## RECORDS FOR THIS EXERCISE

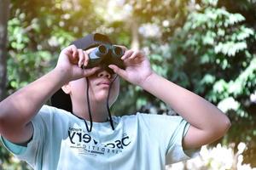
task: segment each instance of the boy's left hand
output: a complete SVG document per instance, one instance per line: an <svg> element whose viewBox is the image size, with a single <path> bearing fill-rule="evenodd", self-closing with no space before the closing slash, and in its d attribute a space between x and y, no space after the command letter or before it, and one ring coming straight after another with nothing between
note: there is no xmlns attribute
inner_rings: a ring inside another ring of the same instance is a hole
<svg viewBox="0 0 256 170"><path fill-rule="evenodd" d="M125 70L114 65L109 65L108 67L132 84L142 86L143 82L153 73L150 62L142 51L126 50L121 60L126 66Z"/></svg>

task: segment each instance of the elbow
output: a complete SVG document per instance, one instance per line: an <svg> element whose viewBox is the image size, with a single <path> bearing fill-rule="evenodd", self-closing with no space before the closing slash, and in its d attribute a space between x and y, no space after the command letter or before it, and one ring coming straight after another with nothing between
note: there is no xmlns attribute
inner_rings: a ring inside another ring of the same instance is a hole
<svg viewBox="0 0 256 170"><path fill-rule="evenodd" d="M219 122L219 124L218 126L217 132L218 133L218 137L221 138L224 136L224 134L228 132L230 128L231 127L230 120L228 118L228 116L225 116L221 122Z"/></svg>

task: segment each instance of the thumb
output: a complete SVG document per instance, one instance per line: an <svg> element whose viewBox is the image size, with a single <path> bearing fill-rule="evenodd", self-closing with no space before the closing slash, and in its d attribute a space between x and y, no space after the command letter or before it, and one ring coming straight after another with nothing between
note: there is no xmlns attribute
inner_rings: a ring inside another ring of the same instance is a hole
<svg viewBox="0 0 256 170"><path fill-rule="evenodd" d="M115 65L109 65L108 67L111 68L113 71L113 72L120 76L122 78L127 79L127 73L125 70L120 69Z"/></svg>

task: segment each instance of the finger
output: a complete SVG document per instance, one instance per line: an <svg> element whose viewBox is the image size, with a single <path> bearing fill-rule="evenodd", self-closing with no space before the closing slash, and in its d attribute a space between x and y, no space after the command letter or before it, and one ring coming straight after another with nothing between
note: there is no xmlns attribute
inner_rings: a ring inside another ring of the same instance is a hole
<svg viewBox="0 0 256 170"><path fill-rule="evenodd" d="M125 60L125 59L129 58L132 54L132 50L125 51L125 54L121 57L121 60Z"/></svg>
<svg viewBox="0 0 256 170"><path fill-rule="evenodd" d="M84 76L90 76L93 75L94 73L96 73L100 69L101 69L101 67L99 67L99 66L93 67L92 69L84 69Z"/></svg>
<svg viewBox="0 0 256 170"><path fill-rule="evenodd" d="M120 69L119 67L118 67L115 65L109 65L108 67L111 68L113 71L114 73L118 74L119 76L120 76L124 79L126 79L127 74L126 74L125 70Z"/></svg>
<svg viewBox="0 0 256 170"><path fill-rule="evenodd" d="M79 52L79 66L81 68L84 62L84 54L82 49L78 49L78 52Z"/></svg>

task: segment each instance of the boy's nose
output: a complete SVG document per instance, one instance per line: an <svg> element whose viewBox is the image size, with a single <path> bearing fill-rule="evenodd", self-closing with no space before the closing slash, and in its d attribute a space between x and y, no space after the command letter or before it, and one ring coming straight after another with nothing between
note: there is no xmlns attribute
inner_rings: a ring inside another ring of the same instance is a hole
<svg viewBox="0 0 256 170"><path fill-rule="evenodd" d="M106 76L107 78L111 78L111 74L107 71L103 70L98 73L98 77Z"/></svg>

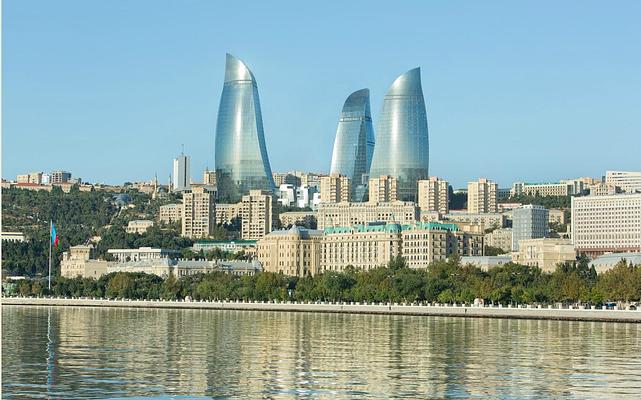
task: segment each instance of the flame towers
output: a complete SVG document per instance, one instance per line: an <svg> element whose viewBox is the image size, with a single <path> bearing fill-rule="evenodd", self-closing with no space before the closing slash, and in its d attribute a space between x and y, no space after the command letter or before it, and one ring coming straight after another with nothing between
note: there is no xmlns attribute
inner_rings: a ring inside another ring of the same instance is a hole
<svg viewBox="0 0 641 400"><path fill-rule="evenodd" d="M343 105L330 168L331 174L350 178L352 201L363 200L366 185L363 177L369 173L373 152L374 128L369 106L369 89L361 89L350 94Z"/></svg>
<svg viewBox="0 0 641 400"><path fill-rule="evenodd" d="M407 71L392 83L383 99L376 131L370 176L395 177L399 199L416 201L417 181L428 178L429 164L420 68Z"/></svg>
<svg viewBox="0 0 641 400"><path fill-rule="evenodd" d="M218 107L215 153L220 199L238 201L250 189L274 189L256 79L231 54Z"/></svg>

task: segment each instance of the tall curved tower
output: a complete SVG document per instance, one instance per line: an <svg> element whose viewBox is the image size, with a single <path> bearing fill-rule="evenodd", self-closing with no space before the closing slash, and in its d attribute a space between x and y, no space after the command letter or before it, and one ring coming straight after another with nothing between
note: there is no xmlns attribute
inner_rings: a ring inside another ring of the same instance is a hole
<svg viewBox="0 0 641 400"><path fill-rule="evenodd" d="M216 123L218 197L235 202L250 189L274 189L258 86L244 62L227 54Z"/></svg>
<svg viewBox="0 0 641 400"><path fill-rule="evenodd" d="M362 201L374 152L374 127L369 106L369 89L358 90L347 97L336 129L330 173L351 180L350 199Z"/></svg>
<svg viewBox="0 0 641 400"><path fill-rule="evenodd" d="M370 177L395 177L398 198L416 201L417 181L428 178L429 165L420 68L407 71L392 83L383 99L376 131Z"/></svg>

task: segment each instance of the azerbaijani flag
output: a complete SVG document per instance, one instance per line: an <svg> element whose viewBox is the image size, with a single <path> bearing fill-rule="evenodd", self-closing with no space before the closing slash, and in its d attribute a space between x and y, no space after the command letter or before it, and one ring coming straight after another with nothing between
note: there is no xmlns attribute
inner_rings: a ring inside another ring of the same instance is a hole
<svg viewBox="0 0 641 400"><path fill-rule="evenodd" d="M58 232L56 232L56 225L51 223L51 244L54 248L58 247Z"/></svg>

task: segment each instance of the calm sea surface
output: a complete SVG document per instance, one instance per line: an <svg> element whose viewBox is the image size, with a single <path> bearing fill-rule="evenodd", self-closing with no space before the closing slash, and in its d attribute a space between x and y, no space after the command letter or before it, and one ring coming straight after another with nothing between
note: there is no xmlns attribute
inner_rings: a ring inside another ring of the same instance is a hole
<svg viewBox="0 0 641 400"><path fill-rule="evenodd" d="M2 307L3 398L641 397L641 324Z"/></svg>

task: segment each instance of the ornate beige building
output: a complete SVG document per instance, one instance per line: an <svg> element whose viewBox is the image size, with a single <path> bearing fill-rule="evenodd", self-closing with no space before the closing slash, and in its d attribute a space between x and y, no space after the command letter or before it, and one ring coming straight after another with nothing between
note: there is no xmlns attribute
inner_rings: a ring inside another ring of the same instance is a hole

## AIM OF THE TASK
Render these lines as a numbered list, leaving out the blank lines and the pictures.

## WORKED SOLUTION
1. task: segment each instance of the boy's left hand
2. output: a complete SVG document per instance, one instance per line: an <svg> element whose viewBox is the image size, with a single <path> bearing fill-rule="evenodd", self-closing with no space before the closing slash, and in its d attribute a space between x and y, no space after the command letter or before it, and one ring coming straight after another with nothing between
3. note: there is no xmlns attribute
4. inner_rings: a ring inside another ring of the same instance is a hole
5. <svg viewBox="0 0 256 170"><path fill-rule="evenodd" d="M125 70L114 65L109 65L108 67L132 84L142 86L143 82L153 73L150 62L142 51L126 50L121 60L126 66Z"/></svg>
6. task: segment each instance of the elbow
7. output: a complete SVG document per instance, one instance per line: an <svg> element whose viewBox is the image size, with a single <path> bearing fill-rule="evenodd", self-closing with no space before the closing slash, and in its d attribute a space between x and y, no space after the command letter or before it, and one ring coming straight after another with nothing between
8. note: there is no xmlns attribute
9. inner_rings: a ring inside another ring of the same instance is a hole
10. <svg viewBox="0 0 256 170"><path fill-rule="evenodd" d="M219 122L219 124L218 126L217 132L218 133L218 137L221 138L224 136L224 134L228 132L230 128L231 127L230 120L228 118L228 116L225 116L221 122Z"/></svg>
11. task: segment each instance of the thumb
12. output: a complete SVG document per instance, one instance per line: an <svg> element whose viewBox is the image size, with a single <path> bearing fill-rule="evenodd", self-closing with no space before the closing slash, and in its d attribute a space between x and y, no space after the command letter or before it, and one ring coming straight after another with nothing between
13. note: there is no xmlns attribute
14. inner_rings: a ring inside another ring of the same instance is a hole
15. <svg viewBox="0 0 256 170"><path fill-rule="evenodd" d="M115 65L109 65L108 67L111 68L113 71L113 72L120 76L122 78L127 79L127 73L125 70L120 69Z"/></svg>
16. task: segment each instance of the finger
17. output: a complete SVG document per instance, one instance per line: an <svg> element whose viewBox is the image size, with a single <path> bearing fill-rule="evenodd", self-closing with no space before the closing slash, and in its d attribute a space between x and y, no space after the command letter or before it, and one ring coming straight after another with nothing between
18. note: there is no xmlns attribute
19. inner_rings: a ring inside another ring of the same instance is a hole
20. <svg viewBox="0 0 256 170"><path fill-rule="evenodd" d="M125 60L125 59L129 58L132 54L132 50L125 51L125 54L121 57L121 60Z"/></svg>
21. <svg viewBox="0 0 256 170"><path fill-rule="evenodd" d="M84 76L90 76L93 75L94 73L96 73L100 69L101 69L101 67L99 67L99 66L93 67L92 69L84 69Z"/></svg>
22. <svg viewBox="0 0 256 170"><path fill-rule="evenodd" d="M120 69L119 67L118 67L115 65L109 65L108 67L111 68L113 71L114 73L118 74L119 76L120 76L124 79L126 79L127 74L126 74L125 70Z"/></svg>
23. <svg viewBox="0 0 256 170"><path fill-rule="evenodd" d="M79 52L79 66L81 68L84 62L84 54L82 49L78 49L78 52Z"/></svg>
24. task: segment each instance of the boy's nose
25. output: a complete SVG document per instance, one instance per line: an <svg> element whose viewBox is the image size, with a single <path> bearing fill-rule="evenodd", self-closing with no space before the closing slash, and in its d attribute a space between x and y, no space after the command letter or before it, and one ring coming straight after another with nothing between
26. note: there is no xmlns attribute
27. inner_rings: a ring inside another ring of the same instance is a hole
28. <svg viewBox="0 0 256 170"><path fill-rule="evenodd" d="M106 76L107 78L111 78L111 74L107 71L103 70L98 73L98 77Z"/></svg>
29. task: segment each instance of the flame towers
30. output: a complete SVG document per instance, one instance per line: an <svg> element whose viewBox is the image size, with a single <path> bearing fill-rule="evenodd", self-closing with no space before the closing slash, and in its d attribute a space between x and y, no space after the command letter or before it, and one ring coming straight after another with nothing between
31. note: there is no xmlns attribute
32. inner_rings: a ring inside another ring of the same instance is a hole
33. <svg viewBox="0 0 641 400"><path fill-rule="evenodd" d="M343 105L330 168L331 174L350 178L352 201L363 200L366 185L363 177L369 173L373 152L374 128L369 106L369 89L361 89L350 94Z"/></svg>
34. <svg viewBox="0 0 641 400"><path fill-rule="evenodd" d="M407 71L392 83L383 99L376 131L370 176L395 177L399 199L416 201L417 181L428 178L429 164L420 68Z"/></svg>
35. <svg viewBox="0 0 641 400"><path fill-rule="evenodd" d="M218 107L215 153L220 199L238 201L250 189L274 189L256 79L231 54Z"/></svg>
36. task: segment each instance of the tall curved tower
37. output: a complete SVG document per instance, one instance per line: an <svg> element whose viewBox is the image size, with a single <path> bearing fill-rule="evenodd", self-closing with no space before the closing slash, and in its d attribute a space between x and y, no space after the command letter or before it, and one ring coming straight after another with nothing between
38. note: there is no xmlns attribute
39. inner_rings: a ring inside another ring of the same instance is a hole
40. <svg viewBox="0 0 641 400"><path fill-rule="evenodd" d="M216 123L218 197L235 202L250 189L274 189L258 86L244 62L227 54Z"/></svg>
41. <svg viewBox="0 0 641 400"><path fill-rule="evenodd" d="M362 201L374 152L374 127L369 106L369 89L358 90L347 97L336 129L330 173L351 180L350 199Z"/></svg>
42. <svg viewBox="0 0 641 400"><path fill-rule="evenodd" d="M370 177L395 177L398 198L416 201L417 181L428 178L429 165L420 68L407 71L392 83L383 99L376 131Z"/></svg>
43. task: segment each instance of the azerbaijani flag
44. output: a complete SVG document per instance, one instance per line: an <svg> element whose viewBox is the image size, with a single <path> bearing fill-rule="evenodd", self-closing with no space before the closing slash, and in its d attribute a space between x and y, no space after the command letter or before it, and one ring coming straight after another with nothing between
45. note: there is no xmlns attribute
46. inner_rings: a ring inside another ring of the same instance is a hole
47. <svg viewBox="0 0 641 400"><path fill-rule="evenodd" d="M58 232L56 232L56 225L51 223L51 244L54 248L58 247Z"/></svg>
48. task: segment each instance of the calm sea surface
49. output: a complete SVG document per instance, one instance per line: an <svg> element whose viewBox is the image size, with a single <path> bearing fill-rule="evenodd", self-closing with no space before the closing slash, and in its d attribute a space between x and y, no space after the command letter or before it, and one ring coming straight after another with nothing between
50. note: there is no xmlns attribute
51. inner_rings: a ring inside another ring of the same instance is a hole
52. <svg viewBox="0 0 641 400"><path fill-rule="evenodd" d="M2 307L3 398L641 397L641 324Z"/></svg>
53. task: segment each instance of the ornate beige building
54. output: a complete SVG document per instance, one instance per line: an <svg> element whose viewBox is the image size, with a single <path> bearing fill-rule="evenodd", self-closing with no space before the closing slash, and in its d attribute a space between x and y, no space after the command letter or before it, and one ring coming straight after another with nothing between
55. note: there is no xmlns attribute
56. inner_rings: a ring inside another ring of the same instance is a hole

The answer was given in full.